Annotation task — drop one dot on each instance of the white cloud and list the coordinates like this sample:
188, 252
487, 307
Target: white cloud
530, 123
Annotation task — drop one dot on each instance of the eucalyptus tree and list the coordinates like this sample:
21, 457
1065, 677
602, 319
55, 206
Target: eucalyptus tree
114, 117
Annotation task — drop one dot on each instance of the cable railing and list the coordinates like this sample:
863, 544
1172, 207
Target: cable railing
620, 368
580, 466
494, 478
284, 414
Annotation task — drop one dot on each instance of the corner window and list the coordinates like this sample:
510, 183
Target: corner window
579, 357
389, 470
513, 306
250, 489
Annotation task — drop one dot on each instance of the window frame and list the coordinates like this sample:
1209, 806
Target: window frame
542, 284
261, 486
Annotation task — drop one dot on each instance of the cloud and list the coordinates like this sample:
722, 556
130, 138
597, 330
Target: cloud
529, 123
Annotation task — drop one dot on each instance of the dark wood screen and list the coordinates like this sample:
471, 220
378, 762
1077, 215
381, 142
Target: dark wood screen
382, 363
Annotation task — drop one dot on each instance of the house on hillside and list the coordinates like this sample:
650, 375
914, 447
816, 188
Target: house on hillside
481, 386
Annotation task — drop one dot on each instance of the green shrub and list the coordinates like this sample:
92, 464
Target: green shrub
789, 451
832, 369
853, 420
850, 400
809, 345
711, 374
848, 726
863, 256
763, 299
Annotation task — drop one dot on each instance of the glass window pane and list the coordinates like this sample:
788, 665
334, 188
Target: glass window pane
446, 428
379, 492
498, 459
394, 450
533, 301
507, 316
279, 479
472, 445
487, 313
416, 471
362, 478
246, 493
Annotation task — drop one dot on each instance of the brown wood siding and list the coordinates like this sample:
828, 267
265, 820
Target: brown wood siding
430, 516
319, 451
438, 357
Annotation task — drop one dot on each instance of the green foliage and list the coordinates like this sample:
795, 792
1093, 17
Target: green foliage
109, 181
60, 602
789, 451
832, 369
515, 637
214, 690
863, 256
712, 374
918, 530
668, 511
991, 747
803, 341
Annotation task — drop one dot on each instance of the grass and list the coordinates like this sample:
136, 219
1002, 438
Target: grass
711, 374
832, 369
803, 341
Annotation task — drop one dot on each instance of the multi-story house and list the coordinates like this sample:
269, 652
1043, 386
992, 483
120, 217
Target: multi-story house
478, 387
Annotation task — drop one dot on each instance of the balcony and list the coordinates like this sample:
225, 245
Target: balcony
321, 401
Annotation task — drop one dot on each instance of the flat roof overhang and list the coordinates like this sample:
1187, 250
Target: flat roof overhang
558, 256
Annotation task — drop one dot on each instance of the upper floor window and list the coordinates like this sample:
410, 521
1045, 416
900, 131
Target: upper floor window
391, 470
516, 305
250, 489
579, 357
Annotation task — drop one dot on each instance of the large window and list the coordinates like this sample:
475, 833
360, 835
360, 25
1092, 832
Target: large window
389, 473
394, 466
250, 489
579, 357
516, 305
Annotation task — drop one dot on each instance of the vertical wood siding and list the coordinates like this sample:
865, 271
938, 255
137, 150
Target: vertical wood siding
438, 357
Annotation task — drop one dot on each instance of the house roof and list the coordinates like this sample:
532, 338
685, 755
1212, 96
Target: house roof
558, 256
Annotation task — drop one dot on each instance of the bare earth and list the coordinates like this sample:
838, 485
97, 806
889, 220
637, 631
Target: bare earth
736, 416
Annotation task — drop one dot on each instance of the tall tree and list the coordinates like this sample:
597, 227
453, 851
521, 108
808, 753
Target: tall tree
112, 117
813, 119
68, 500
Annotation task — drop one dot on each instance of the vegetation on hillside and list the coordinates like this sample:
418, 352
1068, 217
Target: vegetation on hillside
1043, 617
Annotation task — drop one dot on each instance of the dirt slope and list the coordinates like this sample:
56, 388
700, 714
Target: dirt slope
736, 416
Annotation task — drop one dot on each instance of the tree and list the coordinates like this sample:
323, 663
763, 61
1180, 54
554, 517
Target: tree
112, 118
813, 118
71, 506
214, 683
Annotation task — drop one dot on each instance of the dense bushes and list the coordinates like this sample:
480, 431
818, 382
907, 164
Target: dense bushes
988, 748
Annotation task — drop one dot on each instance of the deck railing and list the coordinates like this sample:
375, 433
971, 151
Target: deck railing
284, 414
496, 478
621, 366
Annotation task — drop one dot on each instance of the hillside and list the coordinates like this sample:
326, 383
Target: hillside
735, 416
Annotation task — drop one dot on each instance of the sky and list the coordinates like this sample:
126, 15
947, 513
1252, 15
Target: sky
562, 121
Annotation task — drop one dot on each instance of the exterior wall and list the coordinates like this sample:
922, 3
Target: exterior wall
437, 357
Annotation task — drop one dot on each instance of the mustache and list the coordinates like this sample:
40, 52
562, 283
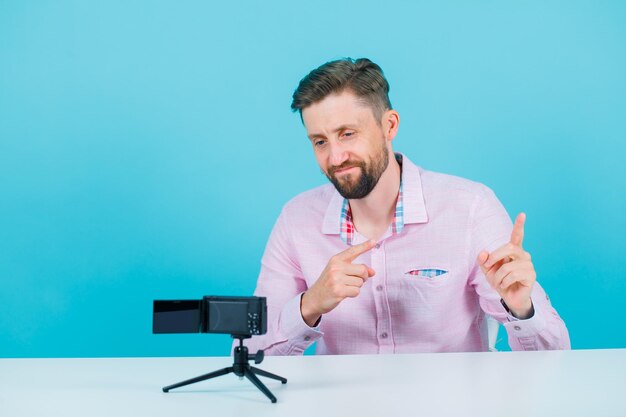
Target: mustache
347, 164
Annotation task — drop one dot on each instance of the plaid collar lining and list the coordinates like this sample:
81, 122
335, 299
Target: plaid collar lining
346, 226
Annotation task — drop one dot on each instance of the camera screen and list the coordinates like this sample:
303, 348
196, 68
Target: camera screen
181, 316
228, 317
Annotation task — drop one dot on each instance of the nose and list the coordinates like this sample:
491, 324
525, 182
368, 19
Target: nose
338, 154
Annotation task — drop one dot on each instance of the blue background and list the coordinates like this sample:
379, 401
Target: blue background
146, 148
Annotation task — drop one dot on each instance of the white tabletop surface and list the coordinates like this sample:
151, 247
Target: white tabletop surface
590, 383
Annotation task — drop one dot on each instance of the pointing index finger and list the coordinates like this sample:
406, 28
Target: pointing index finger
353, 252
517, 235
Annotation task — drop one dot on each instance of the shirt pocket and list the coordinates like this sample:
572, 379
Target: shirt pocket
427, 276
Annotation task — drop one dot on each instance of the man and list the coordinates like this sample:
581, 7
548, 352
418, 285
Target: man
391, 258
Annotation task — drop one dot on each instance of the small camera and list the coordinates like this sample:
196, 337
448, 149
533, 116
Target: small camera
242, 316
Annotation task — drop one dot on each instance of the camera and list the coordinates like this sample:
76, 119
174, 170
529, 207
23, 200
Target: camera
242, 316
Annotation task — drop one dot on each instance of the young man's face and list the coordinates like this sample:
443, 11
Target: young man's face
350, 145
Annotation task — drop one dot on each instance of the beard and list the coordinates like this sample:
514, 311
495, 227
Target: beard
355, 186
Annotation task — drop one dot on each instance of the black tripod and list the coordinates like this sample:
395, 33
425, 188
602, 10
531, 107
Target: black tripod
241, 368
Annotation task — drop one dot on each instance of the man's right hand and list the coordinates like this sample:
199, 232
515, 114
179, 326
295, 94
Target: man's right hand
339, 280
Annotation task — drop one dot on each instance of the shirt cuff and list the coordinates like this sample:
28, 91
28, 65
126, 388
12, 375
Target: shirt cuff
523, 328
293, 326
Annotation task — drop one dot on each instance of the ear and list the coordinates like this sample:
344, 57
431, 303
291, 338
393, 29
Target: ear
391, 122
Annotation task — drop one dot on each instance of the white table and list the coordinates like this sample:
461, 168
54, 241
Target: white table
589, 383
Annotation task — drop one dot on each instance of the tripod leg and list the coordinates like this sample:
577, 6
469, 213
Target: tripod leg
268, 375
253, 378
204, 377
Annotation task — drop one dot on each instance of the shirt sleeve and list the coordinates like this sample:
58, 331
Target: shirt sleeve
490, 229
282, 283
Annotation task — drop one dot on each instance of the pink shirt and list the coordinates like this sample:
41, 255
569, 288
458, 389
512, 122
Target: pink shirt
447, 222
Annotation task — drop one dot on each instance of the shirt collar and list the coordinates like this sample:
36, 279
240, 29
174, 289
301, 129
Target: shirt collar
411, 204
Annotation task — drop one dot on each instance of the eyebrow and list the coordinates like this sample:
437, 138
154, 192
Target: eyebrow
338, 129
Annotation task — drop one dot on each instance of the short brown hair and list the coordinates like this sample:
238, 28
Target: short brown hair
363, 77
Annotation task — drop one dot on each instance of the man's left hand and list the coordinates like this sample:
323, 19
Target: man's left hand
510, 271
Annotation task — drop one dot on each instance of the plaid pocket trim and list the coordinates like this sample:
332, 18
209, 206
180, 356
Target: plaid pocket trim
426, 273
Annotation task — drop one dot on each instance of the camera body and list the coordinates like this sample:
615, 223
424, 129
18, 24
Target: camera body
242, 316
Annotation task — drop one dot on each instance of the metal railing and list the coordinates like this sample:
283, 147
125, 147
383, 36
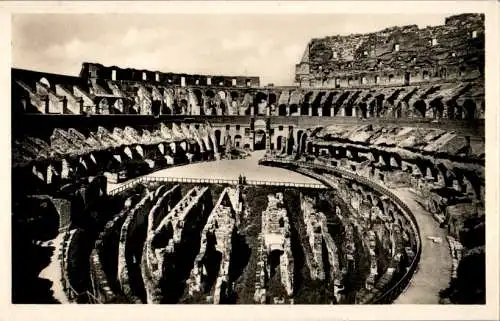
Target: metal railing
148, 179
390, 294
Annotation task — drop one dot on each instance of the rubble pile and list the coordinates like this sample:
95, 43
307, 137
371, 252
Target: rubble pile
221, 225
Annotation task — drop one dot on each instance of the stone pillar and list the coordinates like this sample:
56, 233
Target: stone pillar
65, 105
47, 105
268, 141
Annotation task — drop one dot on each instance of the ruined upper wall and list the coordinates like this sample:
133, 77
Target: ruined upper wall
397, 55
94, 70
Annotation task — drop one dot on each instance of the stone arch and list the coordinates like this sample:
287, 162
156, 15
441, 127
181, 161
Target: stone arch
302, 143
306, 104
103, 106
364, 109
218, 135
272, 98
199, 96
260, 100
234, 95
279, 143
282, 110
348, 110
237, 141
421, 107
210, 93
260, 137
452, 110
316, 103
437, 107
469, 107
44, 81
309, 147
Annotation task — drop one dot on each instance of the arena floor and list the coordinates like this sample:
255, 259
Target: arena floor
434, 270
231, 169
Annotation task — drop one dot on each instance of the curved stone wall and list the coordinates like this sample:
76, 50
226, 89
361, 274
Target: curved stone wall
374, 295
397, 55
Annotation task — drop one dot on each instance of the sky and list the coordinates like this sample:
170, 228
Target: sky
267, 46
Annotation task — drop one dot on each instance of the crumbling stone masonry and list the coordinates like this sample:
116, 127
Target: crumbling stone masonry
216, 242
166, 200
176, 239
276, 241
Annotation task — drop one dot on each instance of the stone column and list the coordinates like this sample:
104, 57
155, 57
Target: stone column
47, 105
268, 141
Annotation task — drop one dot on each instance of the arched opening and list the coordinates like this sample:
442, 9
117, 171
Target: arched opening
348, 110
306, 105
443, 72
210, 94
237, 141
470, 109
407, 78
279, 143
452, 109
199, 98
45, 82
363, 108
282, 110
302, 145
103, 106
272, 99
218, 134
316, 104
259, 139
183, 106
234, 95
421, 107
260, 103
438, 107
119, 106
274, 262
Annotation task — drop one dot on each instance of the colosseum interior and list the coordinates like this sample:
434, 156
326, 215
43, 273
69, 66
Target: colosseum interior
386, 129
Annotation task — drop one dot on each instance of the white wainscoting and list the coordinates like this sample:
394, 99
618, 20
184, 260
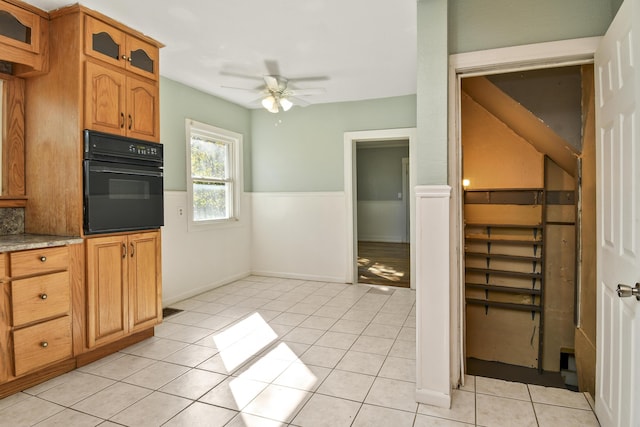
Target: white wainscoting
196, 261
382, 221
299, 235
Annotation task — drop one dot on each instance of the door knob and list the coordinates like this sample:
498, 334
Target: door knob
625, 291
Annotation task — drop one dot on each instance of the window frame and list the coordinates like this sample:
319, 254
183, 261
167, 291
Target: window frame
234, 176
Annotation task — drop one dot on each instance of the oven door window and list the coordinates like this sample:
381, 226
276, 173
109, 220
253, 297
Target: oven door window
122, 197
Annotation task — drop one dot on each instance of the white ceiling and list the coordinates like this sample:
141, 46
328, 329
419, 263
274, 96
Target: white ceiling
361, 49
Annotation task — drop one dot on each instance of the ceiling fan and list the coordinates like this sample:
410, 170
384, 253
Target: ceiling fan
276, 95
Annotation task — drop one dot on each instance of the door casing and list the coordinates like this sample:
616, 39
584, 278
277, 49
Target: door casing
494, 61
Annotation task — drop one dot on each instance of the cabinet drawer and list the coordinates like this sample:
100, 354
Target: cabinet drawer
40, 297
41, 344
38, 261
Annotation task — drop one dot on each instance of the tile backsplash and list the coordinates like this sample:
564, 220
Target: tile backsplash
11, 221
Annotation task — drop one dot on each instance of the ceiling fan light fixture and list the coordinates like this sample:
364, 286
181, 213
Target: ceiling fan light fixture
269, 103
285, 104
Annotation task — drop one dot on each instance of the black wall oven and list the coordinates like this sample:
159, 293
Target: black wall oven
123, 184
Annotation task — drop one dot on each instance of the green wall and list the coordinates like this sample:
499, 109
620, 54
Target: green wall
179, 102
486, 24
302, 150
470, 25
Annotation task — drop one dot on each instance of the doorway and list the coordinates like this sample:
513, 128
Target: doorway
396, 202
382, 195
534, 339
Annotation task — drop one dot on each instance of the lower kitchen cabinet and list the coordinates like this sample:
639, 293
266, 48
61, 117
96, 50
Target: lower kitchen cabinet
123, 285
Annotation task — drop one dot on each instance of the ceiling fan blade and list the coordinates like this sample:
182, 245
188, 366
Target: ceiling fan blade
298, 101
272, 67
272, 83
255, 90
306, 92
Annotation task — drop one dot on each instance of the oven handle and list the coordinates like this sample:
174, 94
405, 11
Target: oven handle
123, 171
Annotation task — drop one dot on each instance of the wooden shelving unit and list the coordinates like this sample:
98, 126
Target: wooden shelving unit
505, 261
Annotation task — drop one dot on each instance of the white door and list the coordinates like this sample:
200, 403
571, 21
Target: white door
618, 211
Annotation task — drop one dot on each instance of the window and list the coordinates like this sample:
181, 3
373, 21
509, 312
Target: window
213, 172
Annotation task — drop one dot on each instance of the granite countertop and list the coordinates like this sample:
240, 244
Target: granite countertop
20, 242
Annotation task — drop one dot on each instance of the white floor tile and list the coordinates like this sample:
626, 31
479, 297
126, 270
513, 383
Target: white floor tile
233, 393
193, 384
373, 416
326, 411
500, 411
277, 403
28, 412
201, 414
153, 410
363, 363
463, 408
303, 377
78, 386
347, 385
393, 394
112, 400
70, 418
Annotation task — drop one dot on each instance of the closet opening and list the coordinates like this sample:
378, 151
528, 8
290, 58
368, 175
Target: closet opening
528, 174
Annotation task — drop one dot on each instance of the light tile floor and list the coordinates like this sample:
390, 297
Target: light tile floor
276, 352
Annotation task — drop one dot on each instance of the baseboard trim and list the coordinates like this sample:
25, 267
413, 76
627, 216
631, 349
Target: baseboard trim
--------
• Exercise details: The lines to copy are those in the listing that contain the word "baseboard".

• Written solution:
Annotation task — drop one dot on each instance of the baseboard trim and list the coordinates like this sample:
Target: baseboard trim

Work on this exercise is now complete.